Write out exactly, please, the lines from the one containing "house and record the pixel coordinates." to the end of the material.

[Start]

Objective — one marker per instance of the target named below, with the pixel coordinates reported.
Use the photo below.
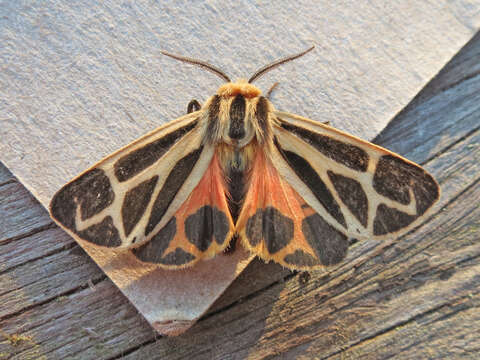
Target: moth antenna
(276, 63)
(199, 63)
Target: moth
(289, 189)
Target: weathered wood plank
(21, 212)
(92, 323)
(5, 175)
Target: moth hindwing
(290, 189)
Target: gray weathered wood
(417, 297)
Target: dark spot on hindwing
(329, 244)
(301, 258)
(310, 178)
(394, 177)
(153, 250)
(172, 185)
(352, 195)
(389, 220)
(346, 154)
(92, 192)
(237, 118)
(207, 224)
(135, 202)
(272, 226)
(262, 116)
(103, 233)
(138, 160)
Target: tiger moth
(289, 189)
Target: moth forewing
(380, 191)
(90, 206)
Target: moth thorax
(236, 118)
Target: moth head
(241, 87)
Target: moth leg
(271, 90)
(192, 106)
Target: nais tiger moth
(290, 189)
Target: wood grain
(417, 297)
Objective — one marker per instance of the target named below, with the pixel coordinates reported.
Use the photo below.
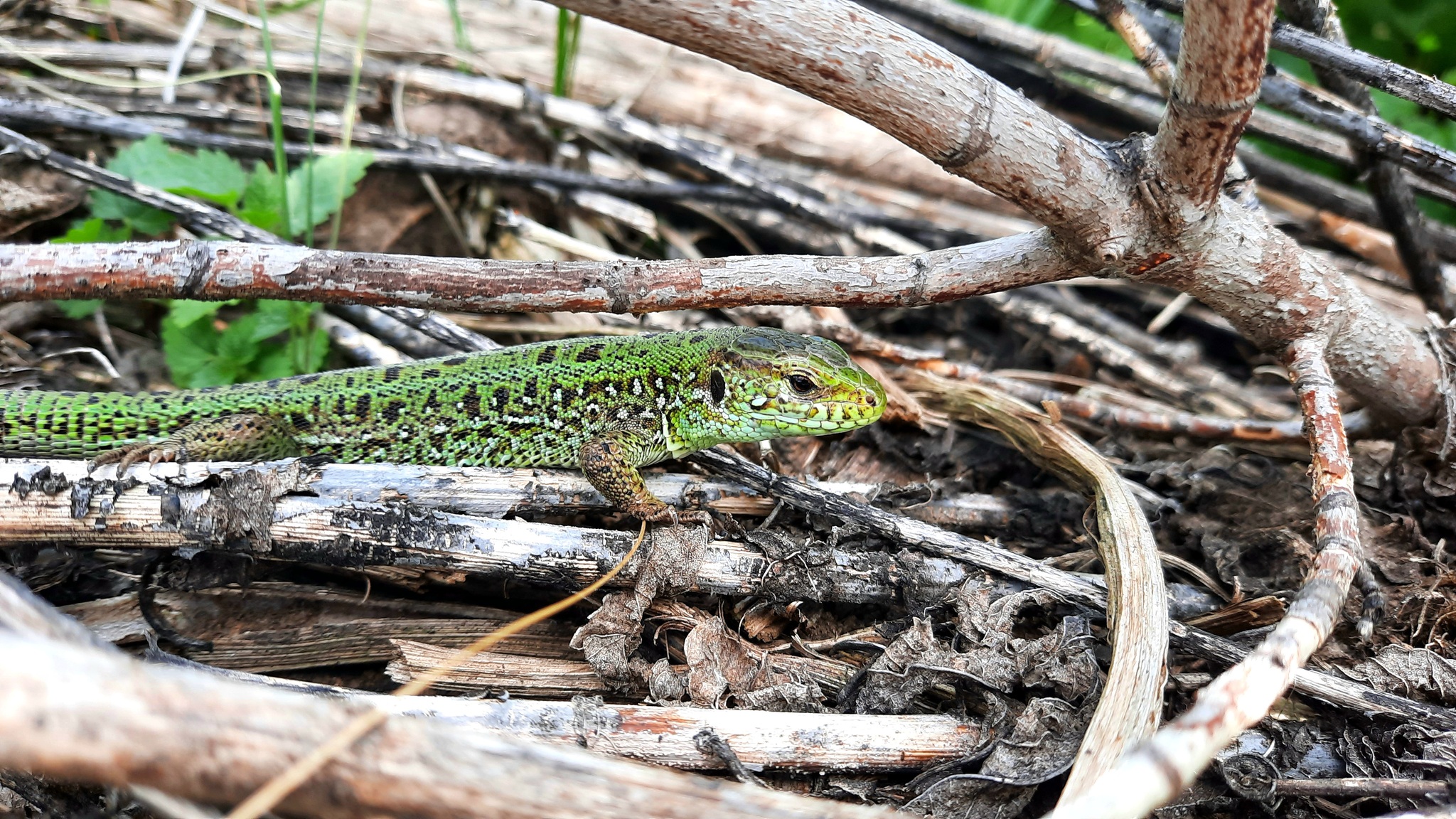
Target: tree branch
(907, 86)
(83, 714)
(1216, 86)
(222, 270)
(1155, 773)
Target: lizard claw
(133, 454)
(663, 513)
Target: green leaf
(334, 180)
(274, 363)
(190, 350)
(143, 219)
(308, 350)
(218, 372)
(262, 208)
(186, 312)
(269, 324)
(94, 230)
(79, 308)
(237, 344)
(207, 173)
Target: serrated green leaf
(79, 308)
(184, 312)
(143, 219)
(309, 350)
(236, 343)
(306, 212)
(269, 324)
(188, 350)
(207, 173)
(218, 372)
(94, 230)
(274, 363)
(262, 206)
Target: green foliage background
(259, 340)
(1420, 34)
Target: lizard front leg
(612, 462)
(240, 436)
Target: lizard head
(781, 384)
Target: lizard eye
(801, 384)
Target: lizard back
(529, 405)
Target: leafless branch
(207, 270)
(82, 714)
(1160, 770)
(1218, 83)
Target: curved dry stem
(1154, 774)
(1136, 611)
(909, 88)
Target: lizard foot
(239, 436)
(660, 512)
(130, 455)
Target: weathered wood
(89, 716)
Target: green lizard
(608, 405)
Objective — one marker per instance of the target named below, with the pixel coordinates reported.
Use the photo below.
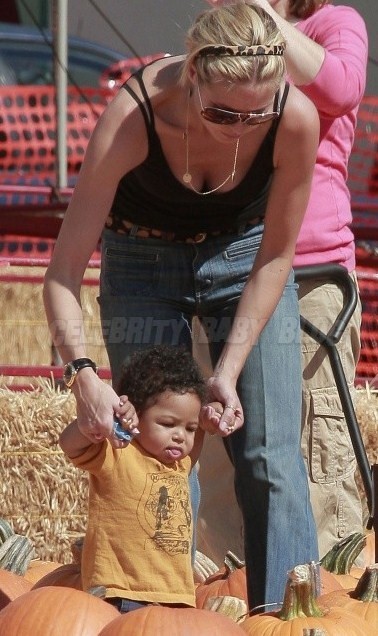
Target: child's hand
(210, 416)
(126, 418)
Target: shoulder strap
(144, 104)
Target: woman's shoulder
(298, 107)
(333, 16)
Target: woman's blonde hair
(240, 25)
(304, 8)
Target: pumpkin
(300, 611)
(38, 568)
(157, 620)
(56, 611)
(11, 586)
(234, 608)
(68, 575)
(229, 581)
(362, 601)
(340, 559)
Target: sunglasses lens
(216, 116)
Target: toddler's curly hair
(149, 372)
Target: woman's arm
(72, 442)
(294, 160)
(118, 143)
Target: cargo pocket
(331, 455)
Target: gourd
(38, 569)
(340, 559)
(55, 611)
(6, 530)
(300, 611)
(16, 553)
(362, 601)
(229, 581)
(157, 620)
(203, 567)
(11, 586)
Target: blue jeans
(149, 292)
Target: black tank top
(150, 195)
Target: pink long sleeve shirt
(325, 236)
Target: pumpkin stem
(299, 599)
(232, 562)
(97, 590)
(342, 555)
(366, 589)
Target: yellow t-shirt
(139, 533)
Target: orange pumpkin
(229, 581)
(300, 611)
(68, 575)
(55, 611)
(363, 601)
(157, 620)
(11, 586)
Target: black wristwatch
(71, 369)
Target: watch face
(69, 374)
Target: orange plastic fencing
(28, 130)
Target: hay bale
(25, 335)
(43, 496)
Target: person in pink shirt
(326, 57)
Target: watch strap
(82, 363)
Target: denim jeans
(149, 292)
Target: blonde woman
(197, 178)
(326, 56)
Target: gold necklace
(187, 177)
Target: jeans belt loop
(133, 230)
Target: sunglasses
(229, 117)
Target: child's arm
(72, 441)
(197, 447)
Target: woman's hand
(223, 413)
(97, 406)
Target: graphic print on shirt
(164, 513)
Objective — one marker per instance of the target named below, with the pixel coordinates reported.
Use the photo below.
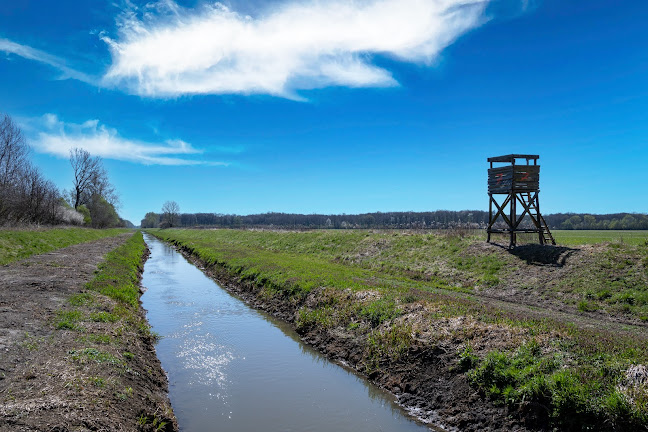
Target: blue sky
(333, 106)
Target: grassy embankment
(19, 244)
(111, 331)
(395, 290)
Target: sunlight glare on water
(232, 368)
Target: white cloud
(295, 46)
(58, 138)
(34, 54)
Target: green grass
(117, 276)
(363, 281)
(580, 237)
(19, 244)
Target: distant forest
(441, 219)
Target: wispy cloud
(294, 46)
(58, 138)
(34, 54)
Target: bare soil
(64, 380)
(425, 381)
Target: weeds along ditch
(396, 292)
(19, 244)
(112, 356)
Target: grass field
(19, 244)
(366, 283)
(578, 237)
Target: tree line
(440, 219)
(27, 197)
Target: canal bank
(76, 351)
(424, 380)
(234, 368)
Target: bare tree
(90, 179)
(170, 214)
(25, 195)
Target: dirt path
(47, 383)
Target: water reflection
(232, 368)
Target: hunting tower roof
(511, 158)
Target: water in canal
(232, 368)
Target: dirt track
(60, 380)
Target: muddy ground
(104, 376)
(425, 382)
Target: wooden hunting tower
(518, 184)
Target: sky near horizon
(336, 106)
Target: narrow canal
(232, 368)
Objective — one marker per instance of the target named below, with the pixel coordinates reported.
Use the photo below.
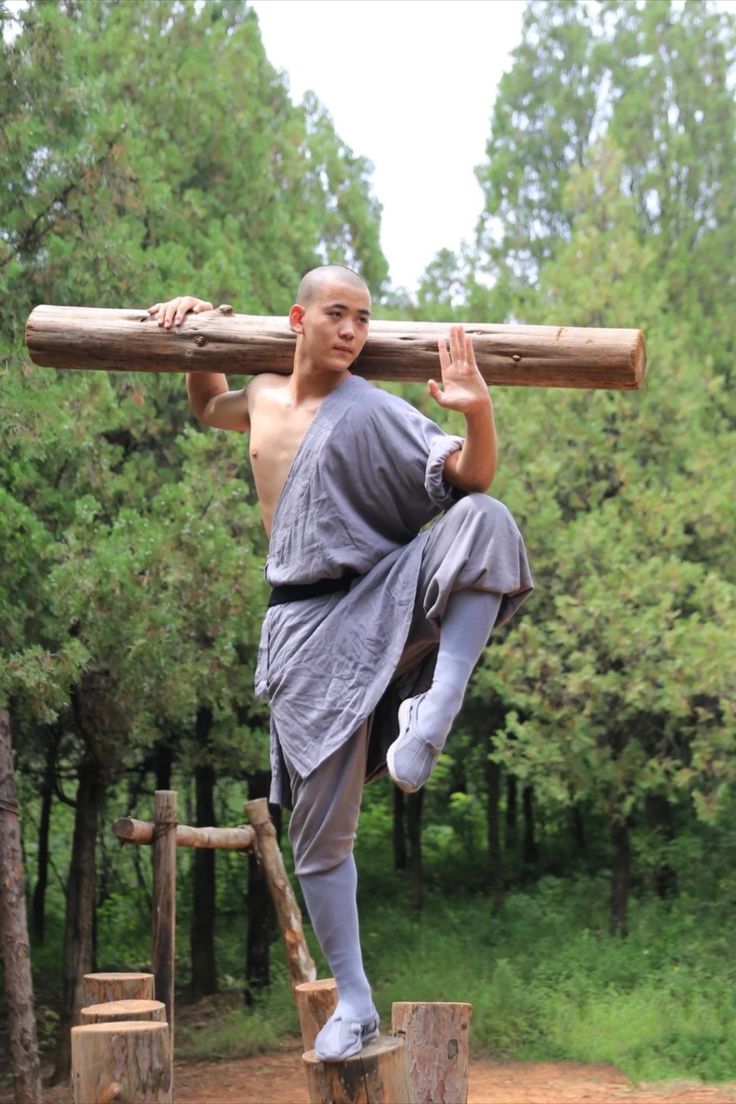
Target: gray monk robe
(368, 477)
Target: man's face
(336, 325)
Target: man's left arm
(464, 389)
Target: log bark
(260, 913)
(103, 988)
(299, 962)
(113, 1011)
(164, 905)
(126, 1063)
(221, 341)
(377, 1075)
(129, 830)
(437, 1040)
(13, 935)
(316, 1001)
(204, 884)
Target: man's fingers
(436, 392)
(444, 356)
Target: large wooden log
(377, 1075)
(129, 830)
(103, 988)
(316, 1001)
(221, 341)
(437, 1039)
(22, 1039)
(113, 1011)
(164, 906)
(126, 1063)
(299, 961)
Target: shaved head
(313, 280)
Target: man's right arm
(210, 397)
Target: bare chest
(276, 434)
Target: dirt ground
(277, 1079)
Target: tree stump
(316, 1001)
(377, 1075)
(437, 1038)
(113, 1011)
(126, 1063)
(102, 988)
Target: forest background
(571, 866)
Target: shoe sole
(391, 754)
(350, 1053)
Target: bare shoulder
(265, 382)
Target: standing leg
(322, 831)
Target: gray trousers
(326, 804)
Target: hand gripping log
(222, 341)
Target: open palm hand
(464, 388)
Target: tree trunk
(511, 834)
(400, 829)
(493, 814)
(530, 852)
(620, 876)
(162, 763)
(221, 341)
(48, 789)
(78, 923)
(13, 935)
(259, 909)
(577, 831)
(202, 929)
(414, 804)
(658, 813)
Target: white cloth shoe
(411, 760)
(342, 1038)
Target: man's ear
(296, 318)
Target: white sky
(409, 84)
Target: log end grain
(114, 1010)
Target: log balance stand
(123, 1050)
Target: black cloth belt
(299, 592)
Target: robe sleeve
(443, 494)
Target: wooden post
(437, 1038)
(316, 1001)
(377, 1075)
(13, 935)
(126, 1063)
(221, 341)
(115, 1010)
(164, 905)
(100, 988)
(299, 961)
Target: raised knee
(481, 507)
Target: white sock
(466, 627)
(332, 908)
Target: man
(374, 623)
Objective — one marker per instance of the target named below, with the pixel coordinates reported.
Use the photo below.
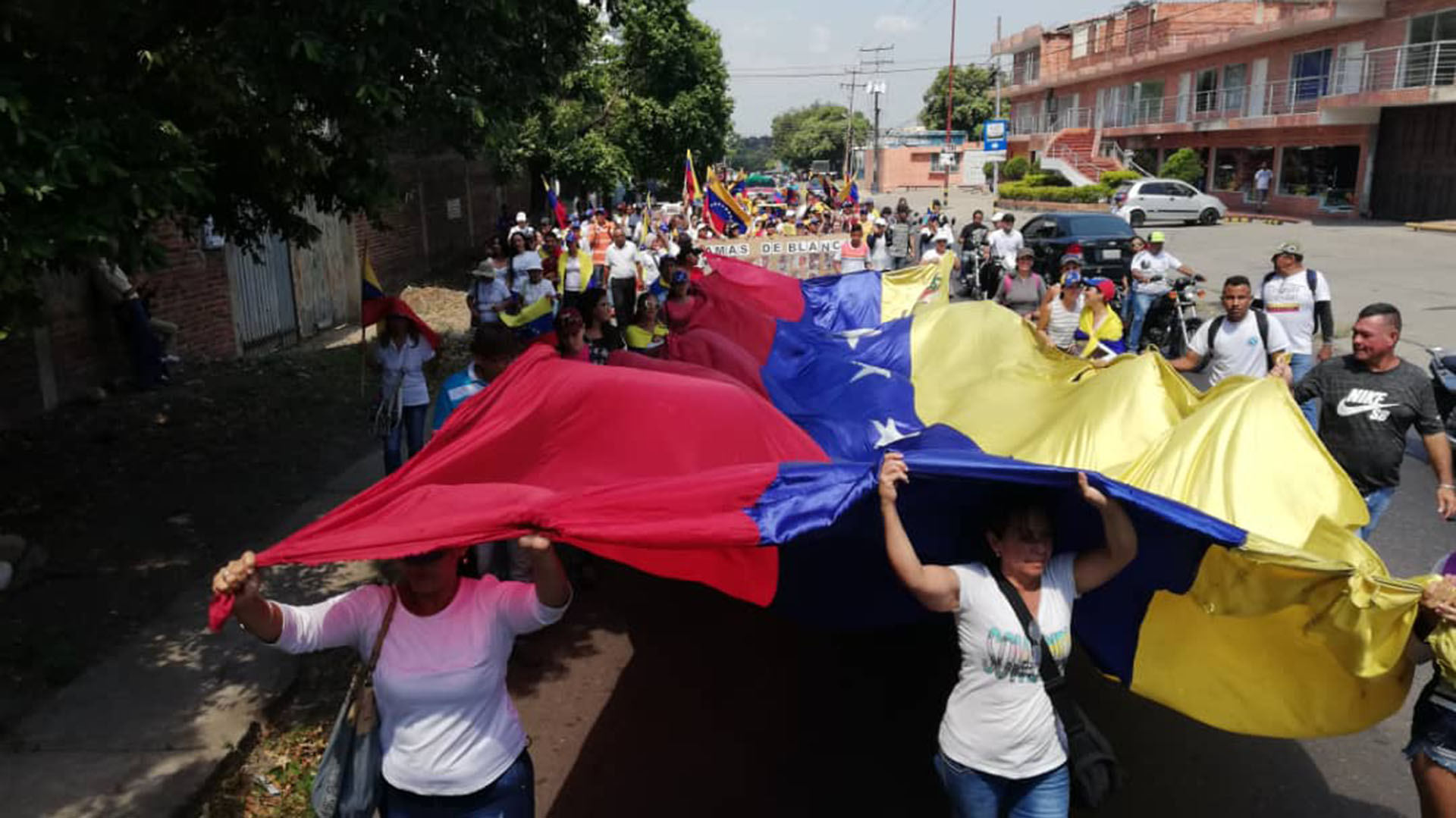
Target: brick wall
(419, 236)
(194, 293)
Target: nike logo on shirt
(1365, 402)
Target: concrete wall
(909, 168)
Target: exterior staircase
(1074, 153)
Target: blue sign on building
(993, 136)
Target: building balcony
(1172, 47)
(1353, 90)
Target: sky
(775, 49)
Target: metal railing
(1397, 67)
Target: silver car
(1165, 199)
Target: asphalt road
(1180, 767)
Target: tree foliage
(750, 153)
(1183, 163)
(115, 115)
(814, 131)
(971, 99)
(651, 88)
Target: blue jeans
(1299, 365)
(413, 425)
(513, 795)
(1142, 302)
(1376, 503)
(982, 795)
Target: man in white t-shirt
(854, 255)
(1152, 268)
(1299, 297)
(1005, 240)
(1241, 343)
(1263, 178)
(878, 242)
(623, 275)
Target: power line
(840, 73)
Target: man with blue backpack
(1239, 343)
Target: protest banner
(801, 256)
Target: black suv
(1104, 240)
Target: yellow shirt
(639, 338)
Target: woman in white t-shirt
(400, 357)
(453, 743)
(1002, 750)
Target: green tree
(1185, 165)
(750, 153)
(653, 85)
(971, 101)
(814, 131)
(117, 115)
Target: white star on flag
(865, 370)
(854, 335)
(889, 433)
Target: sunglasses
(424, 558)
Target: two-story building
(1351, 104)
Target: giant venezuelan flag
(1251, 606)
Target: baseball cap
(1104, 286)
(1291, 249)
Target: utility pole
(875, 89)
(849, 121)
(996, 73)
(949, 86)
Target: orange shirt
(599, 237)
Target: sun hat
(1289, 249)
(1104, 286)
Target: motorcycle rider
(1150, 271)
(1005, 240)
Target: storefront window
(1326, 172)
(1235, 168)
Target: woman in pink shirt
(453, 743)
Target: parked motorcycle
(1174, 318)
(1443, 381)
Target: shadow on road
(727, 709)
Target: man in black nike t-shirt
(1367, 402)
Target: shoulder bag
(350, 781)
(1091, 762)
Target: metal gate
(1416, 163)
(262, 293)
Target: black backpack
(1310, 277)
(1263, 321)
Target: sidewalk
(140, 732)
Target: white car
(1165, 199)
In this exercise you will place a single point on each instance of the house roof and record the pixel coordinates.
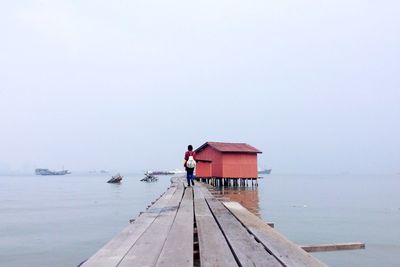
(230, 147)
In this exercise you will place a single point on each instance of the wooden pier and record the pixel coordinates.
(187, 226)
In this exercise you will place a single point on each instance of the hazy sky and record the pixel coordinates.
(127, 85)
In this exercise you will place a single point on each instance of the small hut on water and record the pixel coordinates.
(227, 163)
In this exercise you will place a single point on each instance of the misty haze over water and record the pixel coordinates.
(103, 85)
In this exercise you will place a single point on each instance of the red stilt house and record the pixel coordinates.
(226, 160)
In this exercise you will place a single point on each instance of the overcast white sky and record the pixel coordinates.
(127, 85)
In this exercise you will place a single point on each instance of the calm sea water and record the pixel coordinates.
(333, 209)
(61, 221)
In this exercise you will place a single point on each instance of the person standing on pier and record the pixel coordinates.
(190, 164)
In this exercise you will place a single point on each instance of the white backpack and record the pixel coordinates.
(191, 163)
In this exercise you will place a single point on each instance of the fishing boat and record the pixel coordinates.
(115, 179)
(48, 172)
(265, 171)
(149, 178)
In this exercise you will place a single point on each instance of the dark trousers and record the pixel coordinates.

[End]

> **RESULT FOR THIS TASK**
In this exercise you will place a single point on each instance of the red stilt house and record the pixel coordinates.
(226, 160)
In this exercise you will place a single point on each instance of the overcast white sky and record the pixel coordinates.
(127, 85)
In this exercise you will place a single point on each instance of the calm sea water and record the pixel coordinates.
(333, 209)
(61, 221)
In this exercise you will place a single point on each instance of the person standing on pier and record the pixel coordinates.
(190, 164)
In this exercise you will place a single point on each instance of the white backpack and record the pixel coordinates.
(191, 163)
In this exercise you will place a single point on each instance of the fishing boat and record the pixel coordinates.
(115, 179)
(48, 172)
(265, 171)
(149, 178)
In this exercise you will place a single point on each instance of the dark trousers and record the pixel coordinates.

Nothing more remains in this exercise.